Stored data entries:
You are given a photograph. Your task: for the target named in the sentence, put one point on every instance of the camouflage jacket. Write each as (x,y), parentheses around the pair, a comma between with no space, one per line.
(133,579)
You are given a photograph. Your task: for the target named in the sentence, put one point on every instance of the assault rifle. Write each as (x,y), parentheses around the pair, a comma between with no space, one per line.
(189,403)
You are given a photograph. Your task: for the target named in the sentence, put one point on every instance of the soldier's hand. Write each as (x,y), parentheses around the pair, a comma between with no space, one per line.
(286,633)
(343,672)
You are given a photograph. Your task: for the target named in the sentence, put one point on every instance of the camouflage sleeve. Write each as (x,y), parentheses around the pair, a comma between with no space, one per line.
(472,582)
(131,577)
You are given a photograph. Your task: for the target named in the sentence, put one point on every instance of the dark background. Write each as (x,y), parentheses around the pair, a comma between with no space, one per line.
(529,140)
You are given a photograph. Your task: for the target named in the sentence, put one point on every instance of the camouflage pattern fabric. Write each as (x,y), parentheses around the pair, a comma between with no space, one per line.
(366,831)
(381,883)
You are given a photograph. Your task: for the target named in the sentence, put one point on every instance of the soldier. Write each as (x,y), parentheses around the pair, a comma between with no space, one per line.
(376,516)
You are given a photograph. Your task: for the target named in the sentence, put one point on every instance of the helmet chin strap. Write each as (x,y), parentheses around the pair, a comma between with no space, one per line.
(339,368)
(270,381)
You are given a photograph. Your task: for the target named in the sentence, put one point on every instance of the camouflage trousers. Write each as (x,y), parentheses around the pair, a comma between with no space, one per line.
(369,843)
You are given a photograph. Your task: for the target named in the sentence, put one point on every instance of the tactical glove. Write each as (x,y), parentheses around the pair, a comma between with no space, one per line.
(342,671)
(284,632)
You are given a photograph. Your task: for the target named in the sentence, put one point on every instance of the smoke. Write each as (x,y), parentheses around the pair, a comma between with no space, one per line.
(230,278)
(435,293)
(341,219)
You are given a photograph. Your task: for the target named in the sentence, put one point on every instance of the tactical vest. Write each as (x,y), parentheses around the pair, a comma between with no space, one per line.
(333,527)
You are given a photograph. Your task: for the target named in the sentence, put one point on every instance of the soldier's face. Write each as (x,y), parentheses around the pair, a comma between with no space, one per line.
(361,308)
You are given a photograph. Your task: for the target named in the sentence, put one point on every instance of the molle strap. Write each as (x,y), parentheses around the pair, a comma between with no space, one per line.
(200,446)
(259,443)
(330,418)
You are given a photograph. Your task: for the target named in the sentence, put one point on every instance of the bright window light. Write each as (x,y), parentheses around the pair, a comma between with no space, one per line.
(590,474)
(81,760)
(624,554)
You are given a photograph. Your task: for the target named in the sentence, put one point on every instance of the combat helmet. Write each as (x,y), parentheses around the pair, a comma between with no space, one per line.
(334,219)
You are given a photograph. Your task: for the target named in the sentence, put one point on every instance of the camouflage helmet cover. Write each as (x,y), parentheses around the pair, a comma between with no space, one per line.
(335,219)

Exercise task: Switch "combat helmet" to "ballistic helmet" in the items starting at the line containing "the tactical vest." and ending at the end of the items, leaving everything else unchanged. Return only those lines.

Output below:
You are given a photograph. Your task: for the target named in the sentence, put one point on every instance of the tactical vest. Write each as (x,y), parentheses around the pair, a comma between with no space, one per line.
(333,527)
You are given a photograph. Your task: for the target named in the sentence, put one point on every instance of the soldier's face. Write each as (x,y), parentheses around the pair, a comma between with no space, one per line.
(361,308)
You are given a photograph. Your task: for the target named in the sentence, put one point on every instance of the molle strap. Write each as (x,y), parentheses around the pair, a comma between with no space, one per line.
(200,446)
(259,443)
(330,418)
You are given a photograph. Your task: for the target named in the sentence, put one point on every instance of the bright window light. Write each as (x,y), parentheses around the pair, a comma between with no space, one per line.
(590,474)
(81,760)
(624,554)
You are given a photograph. Your task: for the target named in the sentence, put one point on every instance of the ballistic helmet. Write each as (x,y), parentheses around the pair, a comma between with no space, one per line.
(334,219)
You are given a photograph. Your task: for the target named in the sentence, put one point on every instance of the camouflage helmet cover. Write each as (x,y), parentheses around the pair, a comma between with no space, one per line.
(335,219)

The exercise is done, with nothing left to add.